## [SOURCE DATA]
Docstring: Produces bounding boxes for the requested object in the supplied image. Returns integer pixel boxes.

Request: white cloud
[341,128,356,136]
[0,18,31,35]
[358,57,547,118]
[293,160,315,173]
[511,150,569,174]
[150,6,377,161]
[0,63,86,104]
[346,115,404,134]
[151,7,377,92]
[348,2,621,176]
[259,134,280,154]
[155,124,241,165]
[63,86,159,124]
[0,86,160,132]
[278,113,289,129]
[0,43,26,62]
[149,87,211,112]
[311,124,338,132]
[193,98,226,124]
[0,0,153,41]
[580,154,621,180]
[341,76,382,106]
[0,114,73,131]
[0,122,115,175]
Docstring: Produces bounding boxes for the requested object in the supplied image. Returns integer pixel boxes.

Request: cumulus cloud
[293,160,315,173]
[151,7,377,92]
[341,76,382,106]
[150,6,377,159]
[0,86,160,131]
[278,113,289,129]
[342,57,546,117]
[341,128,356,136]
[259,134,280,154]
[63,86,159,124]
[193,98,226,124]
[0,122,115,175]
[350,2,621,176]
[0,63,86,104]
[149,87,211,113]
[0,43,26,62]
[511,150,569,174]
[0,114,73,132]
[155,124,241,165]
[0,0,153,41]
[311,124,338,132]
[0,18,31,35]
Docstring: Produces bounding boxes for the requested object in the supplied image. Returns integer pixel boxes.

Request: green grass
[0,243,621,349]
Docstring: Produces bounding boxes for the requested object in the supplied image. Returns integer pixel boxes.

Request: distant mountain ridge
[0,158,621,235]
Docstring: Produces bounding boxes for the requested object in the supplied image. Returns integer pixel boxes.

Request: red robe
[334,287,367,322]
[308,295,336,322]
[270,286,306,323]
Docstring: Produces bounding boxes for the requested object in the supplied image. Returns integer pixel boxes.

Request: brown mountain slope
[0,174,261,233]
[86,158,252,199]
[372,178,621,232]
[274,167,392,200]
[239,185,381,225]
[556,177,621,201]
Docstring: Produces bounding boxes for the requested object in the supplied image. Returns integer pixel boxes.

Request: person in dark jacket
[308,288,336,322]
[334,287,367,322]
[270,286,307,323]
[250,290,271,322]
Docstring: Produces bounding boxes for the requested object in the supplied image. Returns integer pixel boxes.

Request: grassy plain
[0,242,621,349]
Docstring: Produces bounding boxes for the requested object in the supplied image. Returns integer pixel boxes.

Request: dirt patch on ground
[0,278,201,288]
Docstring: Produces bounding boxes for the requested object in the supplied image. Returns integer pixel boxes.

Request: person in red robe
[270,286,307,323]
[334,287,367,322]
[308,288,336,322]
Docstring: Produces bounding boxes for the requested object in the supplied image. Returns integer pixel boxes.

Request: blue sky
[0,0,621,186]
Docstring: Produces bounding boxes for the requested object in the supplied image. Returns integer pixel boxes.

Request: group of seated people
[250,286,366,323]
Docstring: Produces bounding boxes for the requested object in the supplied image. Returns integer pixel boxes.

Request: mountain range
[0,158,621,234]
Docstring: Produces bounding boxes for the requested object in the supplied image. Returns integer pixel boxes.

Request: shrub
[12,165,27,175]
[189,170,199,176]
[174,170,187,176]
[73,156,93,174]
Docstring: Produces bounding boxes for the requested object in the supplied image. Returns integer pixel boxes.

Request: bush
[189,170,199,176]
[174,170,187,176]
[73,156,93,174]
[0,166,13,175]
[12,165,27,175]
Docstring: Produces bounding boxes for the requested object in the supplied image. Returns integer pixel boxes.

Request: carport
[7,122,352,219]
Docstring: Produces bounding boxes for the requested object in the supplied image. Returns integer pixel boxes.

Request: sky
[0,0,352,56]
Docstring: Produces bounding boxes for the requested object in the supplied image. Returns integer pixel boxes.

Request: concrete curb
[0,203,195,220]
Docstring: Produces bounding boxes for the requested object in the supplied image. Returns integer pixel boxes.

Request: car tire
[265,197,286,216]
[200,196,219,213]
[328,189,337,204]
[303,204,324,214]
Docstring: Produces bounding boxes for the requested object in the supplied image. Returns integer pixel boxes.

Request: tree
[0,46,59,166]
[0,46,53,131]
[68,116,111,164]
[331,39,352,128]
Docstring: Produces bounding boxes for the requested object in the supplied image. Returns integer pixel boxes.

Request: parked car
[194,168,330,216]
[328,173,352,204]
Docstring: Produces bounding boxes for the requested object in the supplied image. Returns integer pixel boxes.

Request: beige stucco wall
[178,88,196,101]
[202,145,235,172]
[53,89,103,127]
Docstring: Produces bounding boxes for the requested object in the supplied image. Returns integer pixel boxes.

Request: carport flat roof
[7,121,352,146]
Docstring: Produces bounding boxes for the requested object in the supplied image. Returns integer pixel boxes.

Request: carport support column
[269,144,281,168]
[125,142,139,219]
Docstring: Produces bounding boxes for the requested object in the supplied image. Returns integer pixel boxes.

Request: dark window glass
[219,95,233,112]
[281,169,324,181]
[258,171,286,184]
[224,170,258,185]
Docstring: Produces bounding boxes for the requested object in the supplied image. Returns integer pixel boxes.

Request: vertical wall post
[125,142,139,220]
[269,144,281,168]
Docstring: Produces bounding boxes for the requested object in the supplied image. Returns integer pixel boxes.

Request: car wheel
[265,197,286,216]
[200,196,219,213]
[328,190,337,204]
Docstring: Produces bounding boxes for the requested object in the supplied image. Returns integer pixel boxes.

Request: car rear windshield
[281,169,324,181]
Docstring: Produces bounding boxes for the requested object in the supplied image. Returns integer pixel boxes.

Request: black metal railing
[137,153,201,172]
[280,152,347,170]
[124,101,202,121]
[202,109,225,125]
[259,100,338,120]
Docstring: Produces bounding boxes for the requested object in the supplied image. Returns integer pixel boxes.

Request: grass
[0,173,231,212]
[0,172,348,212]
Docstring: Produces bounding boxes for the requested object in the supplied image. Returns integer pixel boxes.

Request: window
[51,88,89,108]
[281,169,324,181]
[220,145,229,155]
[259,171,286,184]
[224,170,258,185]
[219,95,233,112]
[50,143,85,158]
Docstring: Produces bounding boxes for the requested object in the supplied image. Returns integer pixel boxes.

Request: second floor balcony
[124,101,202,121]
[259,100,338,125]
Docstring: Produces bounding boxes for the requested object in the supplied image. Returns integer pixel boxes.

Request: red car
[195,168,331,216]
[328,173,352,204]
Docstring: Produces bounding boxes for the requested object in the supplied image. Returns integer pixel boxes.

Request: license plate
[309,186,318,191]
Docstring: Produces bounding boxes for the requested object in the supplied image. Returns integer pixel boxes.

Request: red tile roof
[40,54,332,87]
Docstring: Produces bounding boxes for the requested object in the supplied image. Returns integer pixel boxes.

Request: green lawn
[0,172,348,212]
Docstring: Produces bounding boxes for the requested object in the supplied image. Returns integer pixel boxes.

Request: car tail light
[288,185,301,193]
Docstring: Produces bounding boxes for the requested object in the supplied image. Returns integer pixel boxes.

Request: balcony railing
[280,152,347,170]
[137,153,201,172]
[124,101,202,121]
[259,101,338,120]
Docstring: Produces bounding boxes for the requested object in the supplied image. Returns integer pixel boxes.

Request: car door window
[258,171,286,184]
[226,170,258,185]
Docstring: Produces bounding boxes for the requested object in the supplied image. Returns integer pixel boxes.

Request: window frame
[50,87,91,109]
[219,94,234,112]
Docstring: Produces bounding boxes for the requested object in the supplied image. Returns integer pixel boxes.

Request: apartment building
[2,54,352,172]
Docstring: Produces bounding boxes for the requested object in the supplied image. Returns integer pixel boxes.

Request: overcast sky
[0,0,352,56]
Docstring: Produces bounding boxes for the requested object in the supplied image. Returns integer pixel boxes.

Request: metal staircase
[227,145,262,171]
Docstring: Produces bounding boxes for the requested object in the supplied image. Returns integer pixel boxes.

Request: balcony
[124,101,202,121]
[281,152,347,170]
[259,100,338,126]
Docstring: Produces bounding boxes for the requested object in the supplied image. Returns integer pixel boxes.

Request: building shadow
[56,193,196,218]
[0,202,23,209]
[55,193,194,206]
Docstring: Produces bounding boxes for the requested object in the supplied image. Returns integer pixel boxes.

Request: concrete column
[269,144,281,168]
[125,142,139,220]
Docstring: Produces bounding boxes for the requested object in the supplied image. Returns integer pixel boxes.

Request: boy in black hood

## [PROBLEM REQUIREMENTS]
Can you rename "Docstring" to "Description" in the data, starting with the first line and ending with the line containing "[0,158,621,235]", and leave everything else unchanged?

## [COMPLETE RESPONSE]
Description: Produces bounding boxes for the requested object in the supplied image. Returns integer pixel boxes.

Request: white cloud
[341,128,356,136]
[0,18,31,35]
[358,57,547,118]
[293,160,315,173]
[511,150,569,174]
[150,6,377,161]
[0,63,86,104]
[346,115,404,134]
[151,7,377,92]
[348,2,621,176]
[259,134,280,154]
[155,124,241,165]
[63,86,159,124]
[0,86,160,132]
[278,113,289,129]
[0,43,26,62]
[149,87,211,112]
[311,124,338,132]
[193,98,226,124]
[0,0,153,41]
[580,154,621,180]
[341,76,382,106]
[0,114,73,131]
[0,122,115,175]
Description: Produces bounding boxes for the requested object in the supplied image. Returns integer pixel boxes.

Request: cumulus cloud
[293,160,315,173]
[151,7,377,92]
[341,76,382,106]
[150,6,377,159]
[0,86,160,131]
[278,113,289,129]
[342,57,546,117]
[341,128,356,136]
[259,134,280,154]
[63,86,159,124]
[193,98,226,124]
[0,122,115,175]
[350,2,621,176]
[0,63,86,104]
[149,87,211,113]
[0,43,26,62]
[511,150,569,174]
[0,114,73,132]
[155,124,241,165]
[0,0,153,41]
[311,124,338,132]
[0,18,31,35]
Description: Produces bounding boxes for the requested object in the supplied image. Returns integer pixel boxes.

Request: green grass
[0,243,621,349]
Description: Produces bounding boxes for the requested object in the supplied image. Returns integer pixel boxes.

Request: distant mountain ridge
[0,158,621,235]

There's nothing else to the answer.